--- Document passage ---

Ronda Spain ~ A good plan.
Heed well. There are lessons to learn when plans gang aglay and things go amiss. When rain falls in buckets, and you’re uncomfortably in the wrong place, keep your spirits up. The world may go fine again without much help from you. Ah sweet Ronda Spain.
Our big plan was to take the mother of all vacations. A 13 night transatlantic cruise from Miami to Malaga Spain aboard the good ship Grandeur Of The Seas, stopping in Haiti, San Juan, Saint Martin, and Tenerife. After 3 nights in Malaga we would visit Ronda Spain, and Tangiers, Morocco for 3 nights each. Then back to Spain to fly to Italy for a 7 night Mediterranean cruise on the Navigator of the Seas with stops in Sicily, Turkey, Crete and Athens. We left home April 16th and returned 5 weeks later on May 23rd.
It was a grand vacation – perhaps even a little too much since I picked up stomach flu just before boarding the Navigator on Sunday May 13. It took a month, but I’m feeling better now – thanks.
We loved Malaga. Our Hotel, the AC Marriott Malaga Palacio, was in the heart of town, in the shadow of the cathedral. We could walk everywhere. We spent 5 nights there; 3 early and 2 later in our trip. But we were happy to depart for Ronda Spain. Ronda is perched on both sides of a narrow but deep gorge formed by the Guadalevín River. It is in a mountainous area about 2,500 feet above sea level. People have lived there for 8 thousand years! We were staying at a B and B.

---

* [Set task 1]: Return the lines of the listing exactly as they appear, from the line containing "of the wooden" through the final line of the listing, both included.

--- Records for this exercise ---

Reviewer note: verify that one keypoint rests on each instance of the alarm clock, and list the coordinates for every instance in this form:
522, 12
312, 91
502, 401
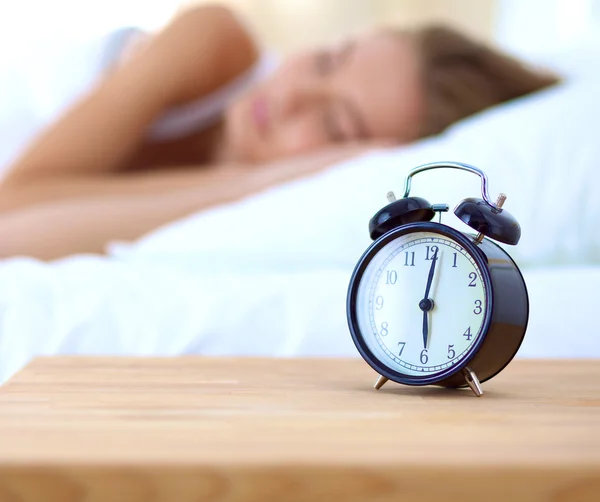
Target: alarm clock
430, 305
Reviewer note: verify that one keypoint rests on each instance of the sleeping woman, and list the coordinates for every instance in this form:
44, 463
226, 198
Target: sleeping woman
166, 132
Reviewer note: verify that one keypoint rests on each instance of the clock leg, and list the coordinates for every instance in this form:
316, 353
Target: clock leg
380, 382
473, 381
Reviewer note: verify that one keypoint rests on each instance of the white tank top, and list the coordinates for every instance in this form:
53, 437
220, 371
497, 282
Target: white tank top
199, 114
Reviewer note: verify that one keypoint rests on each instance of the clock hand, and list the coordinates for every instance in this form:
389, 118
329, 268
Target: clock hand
425, 328
426, 304
430, 277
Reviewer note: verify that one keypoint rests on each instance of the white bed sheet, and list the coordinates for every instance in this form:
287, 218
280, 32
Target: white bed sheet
92, 305
268, 275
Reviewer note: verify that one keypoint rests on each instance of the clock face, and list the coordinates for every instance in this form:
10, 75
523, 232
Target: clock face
421, 304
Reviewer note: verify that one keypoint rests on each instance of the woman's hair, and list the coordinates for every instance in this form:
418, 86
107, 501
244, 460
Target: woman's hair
461, 77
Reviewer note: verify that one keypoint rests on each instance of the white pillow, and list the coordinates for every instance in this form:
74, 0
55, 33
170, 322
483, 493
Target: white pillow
543, 151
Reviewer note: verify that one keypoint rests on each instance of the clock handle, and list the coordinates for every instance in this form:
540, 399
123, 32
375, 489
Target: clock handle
452, 165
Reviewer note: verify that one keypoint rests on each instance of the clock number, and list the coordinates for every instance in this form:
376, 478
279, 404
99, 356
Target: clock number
433, 250
391, 277
473, 277
384, 329
467, 334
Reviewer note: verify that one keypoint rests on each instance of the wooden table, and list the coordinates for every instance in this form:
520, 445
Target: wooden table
194, 429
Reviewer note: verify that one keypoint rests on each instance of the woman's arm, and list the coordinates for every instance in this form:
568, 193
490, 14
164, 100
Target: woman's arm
198, 52
89, 213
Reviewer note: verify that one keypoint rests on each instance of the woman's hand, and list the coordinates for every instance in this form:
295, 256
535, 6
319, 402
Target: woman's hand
202, 48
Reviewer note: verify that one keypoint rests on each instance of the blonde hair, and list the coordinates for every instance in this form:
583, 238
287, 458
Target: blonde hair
461, 77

---

* [Set task 2]: Condense the paragraph in the Ronda travel post that begins "Our big plan was" into a short bulleted list, keeping its main facts.

* [Worked solution 1]:
Reviewer note: verify that one keypoint rests on each instance of the wooden table, and list the coordinates for every instance in this form:
520, 445
Target: wooden table
194, 429
Reviewer note: verify that one keypoint rests on each instance of the woman's arm, and list the coordinates for every instance in this form:
568, 193
490, 14
164, 100
Target: woman's arm
198, 52
89, 213
Reviewer note: verify that one keypoint rests on each instance of the woman's hand, and list the coordinates for every instance in this form:
295, 256
535, 6
319, 402
Target: woman's hand
202, 48
Reviewer note: verify that one keypoint rests on each instance of the blonde hair, and list the coordinates for every instance in this form:
583, 238
287, 458
Target: blonde hair
461, 77

* [Worked solution 2]:
- 13-night transatlantic cruise from Miami to Malaga, Spain, on the Grandeur Of The Seas, stopping in Haiti, San Juan, Saint Martin and Tenerife
- 3 nights in Malaga, then 3 nights each in Ronda, Spain, and Tangiers, Morocco
- Back to Spain to fly to Italy for a 7-night Mediterranean cruise on the Navigator of the Seas, stopping in Sicily, Turkey, Crete and Athens
- Left home April 16th and returned 5 weeks later on May 23rd